GIVEN DATA:
=======

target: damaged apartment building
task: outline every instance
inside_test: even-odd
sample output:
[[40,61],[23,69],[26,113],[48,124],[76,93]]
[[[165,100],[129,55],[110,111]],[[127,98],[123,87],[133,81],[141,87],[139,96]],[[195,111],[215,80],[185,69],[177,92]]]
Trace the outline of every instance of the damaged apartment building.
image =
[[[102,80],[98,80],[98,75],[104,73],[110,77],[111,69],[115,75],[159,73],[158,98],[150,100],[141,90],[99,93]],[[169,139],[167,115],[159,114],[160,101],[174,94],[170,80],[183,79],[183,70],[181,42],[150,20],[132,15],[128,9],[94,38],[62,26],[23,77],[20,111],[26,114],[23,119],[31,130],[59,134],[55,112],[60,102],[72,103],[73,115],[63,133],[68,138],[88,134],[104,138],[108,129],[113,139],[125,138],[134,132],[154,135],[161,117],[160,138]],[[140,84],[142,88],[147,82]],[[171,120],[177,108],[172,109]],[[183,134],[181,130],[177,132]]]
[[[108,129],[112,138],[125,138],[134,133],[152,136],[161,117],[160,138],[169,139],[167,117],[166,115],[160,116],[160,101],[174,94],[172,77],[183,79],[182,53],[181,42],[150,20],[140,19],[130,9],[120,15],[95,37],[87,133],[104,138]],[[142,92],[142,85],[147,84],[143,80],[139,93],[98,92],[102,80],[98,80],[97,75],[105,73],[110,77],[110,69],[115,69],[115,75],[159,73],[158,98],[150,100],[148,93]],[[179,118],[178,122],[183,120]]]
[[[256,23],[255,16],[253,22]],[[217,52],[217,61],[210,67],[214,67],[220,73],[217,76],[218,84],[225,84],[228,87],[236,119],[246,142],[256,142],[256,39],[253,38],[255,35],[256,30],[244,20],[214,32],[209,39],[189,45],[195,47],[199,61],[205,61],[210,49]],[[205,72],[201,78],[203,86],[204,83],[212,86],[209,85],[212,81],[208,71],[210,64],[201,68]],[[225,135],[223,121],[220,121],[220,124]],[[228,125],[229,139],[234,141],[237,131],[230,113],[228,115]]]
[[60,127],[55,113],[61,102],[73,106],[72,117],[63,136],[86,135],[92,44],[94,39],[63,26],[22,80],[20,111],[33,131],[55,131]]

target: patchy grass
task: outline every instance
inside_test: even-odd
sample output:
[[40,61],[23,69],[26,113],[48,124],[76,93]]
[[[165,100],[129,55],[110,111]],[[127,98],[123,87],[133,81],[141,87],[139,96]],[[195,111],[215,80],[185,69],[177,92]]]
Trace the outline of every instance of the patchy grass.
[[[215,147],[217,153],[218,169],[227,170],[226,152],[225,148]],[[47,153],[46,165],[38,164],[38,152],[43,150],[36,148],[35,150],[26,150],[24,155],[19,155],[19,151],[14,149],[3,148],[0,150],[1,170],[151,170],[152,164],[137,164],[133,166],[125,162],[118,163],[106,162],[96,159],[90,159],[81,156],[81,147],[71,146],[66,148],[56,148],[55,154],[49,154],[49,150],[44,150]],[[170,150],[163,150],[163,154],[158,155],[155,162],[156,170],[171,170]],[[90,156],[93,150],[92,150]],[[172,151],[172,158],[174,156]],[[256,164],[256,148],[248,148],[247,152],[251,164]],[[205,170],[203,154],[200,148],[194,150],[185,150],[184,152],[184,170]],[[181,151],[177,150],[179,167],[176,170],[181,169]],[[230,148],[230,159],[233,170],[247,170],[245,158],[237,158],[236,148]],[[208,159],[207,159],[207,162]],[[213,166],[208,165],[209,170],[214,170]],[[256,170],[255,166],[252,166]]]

=======

WHAT THIS TASK INVOLVES: Take the line in which "target: patchy grass" occurs and each subsequent line through the end; give these lines again without alteration.

ANSWER TO THE TASK:
target: patchy grass
task: outline every instance
inside_test: even-odd
sample output:
[[40,61],[23,69],[26,113],[48,124],[76,93]]
[[[165,100],[129,55],[110,111]],[[127,98],[123,87],[133,81],[141,87],[139,96]],[[195,111],[215,80],[185,69],[177,92]]]
Trace the outline of every instance of the patchy grass.
[[[215,147],[217,153],[218,169],[227,170],[226,152],[225,148]],[[47,153],[46,165],[38,164],[38,152],[43,150],[36,148],[35,150],[26,150],[24,155],[19,155],[19,151],[14,149],[3,148],[0,150],[1,170],[151,170],[152,164],[137,164],[133,166],[125,162],[118,163],[106,162],[96,159],[90,159],[81,156],[81,147],[71,146],[66,148],[56,148],[55,154],[49,154],[49,150],[44,150]],[[170,150],[163,150],[163,154],[158,155],[155,162],[156,170],[171,170]],[[90,156],[93,150],[92,150]],[[172,151],[172,158],[174,156]],[[256,164],[256,148],[248,148],[247,152],[251,164]],[[205,170],[203,154],[200,148],[194,150],[185,150],[184,152],[184,170]],[[181,151],[177,150],[179,167],[176,170],[181,169]],[[230,148],[230,159],[233,170],[247,170],[245,158],[237,158],[236,148]],[[208,159],[207,159],[207,162]],[[213,166],[208,165],[209,170],[214,170]],[[256,170],[255,166],[252,166]]]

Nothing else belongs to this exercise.